◆ To do: Please copy the data below word for word, keeping every line in its original order.

◆ Extracted data:
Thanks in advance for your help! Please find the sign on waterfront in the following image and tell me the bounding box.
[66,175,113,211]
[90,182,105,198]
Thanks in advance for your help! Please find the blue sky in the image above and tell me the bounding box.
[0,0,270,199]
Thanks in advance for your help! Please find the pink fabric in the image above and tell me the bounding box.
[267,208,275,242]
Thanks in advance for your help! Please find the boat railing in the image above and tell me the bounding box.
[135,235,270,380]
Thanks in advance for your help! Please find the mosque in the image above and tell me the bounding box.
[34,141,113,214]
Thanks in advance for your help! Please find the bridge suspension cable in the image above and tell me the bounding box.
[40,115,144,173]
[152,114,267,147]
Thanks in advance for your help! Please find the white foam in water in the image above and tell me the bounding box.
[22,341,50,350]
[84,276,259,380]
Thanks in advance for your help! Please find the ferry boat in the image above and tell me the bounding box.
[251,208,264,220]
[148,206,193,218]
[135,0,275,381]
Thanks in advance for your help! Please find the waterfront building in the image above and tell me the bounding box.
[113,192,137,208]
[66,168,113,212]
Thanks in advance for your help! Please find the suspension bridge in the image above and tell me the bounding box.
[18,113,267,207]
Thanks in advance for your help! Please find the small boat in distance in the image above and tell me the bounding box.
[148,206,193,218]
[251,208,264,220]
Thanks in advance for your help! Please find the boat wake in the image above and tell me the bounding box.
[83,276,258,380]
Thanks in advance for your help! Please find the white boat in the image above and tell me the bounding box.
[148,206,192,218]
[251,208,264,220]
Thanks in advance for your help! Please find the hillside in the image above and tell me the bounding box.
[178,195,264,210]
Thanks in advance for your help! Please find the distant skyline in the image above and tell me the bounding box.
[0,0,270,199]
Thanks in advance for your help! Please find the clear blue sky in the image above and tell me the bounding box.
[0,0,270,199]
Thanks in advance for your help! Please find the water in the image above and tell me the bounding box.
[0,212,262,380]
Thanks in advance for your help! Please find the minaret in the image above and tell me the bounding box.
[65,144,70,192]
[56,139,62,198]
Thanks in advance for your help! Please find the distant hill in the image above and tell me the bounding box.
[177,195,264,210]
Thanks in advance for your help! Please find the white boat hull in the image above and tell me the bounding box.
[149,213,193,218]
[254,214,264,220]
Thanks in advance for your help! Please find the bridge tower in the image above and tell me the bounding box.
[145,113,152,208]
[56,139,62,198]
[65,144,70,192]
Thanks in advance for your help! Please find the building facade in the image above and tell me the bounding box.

◆ Result of the exercise:
Thanks in advance for your help! Please find the sign on waterfront in the following image and tell me the bounding box.
[66,175,113,211]
[90,182,105,198]
Thanks in advance for your help! Please find the blue sky in the image above and tell me the bounding box.
[0,0,270,199]
Thanks in advance for your help! Please find the pink fabric in the image above and tell me the bounding box.
[267,208,275,242]
Thanks in advance for your help! Please find the boat railing in the image above and tell me the bounding box.
[135,235,270,380]
Thanks in advance for your help! Please find the mosque in the image above and tell me the bounding box.
[34,141,113,214]
Thanks in advance for your help! Please find the bridge suspension cable in the image above and tell me the bounding box.
[40,115,144,173]
[152,114,267,147]
Thanks in advance for your help! Please find the white foam in water in the image above and tell me the bounding box.
[22,341,50,350]
[84,276,259,380]
Thanks in advance for your help! Please find the ferry boat in the image above and tell me the bounding box.
[251,208,264,220]
[148,206,193,218]
[135,0,275,381]
Thanks in advance for your help! Please find the waterfront building in the image above and tell me the bounding box.
[113,192,137,208]
[66,168,113,212]
Thanks in advance for your help! Please find the suspension bridge in the image above and tell me the bounding box.
[18,113,267,207]
Thanks in advance for your help! Please find the small boat in distance in the image above and tell me the bounding box.
[148,206,193,218]
[251,208,264,220]
Thanks in advance for your help! Please find the boat wake in the image above and tell me the bounding box.
[83,276,258,380]
Thanks in advance for your help! Please find the white boat in the image above and tell me the bounding box.
[148,206,192,218]
[251,208,264,220]
Thanks in advance for your help! Please find the hillside in the image above and tell me the bounding box.
[178,195,264,210]
Thanks in advance for your help! Please find the distant skyline in the image above and tell me the bounding box.
[0,0,270,199]
Thanks in advance for your help! Please find the clear blue sky in the image above and tell me the bounding box.
[0,0,270,199]
Thanks in advance for your help! Please find the water in the image above and tell me the bounding box.
[0,212,262,380]
Thanks in advance for your help! Please find the minaret in the image above and tell me the bounding box.
[65,144,70,192]
[56,139,62,198]
Thanks in advance for your help! Please find the distant hill in the image above and tell me the bounding box.
[177,195,264,210]
Thanks in advance for your help! Please find the white boat hull in the image above and tell me the bounding box.
[149,213,193,218]
[254,214,264,220]
Thanks in advance for your help! Please find the bridge tower in the image above and tell me the bounding box.
[145,113,152,208]
[56,139,62,198]
[65,144,70,192]
Thanks in advance for your help! Please find the building facade in the image above and tell me the bounding box.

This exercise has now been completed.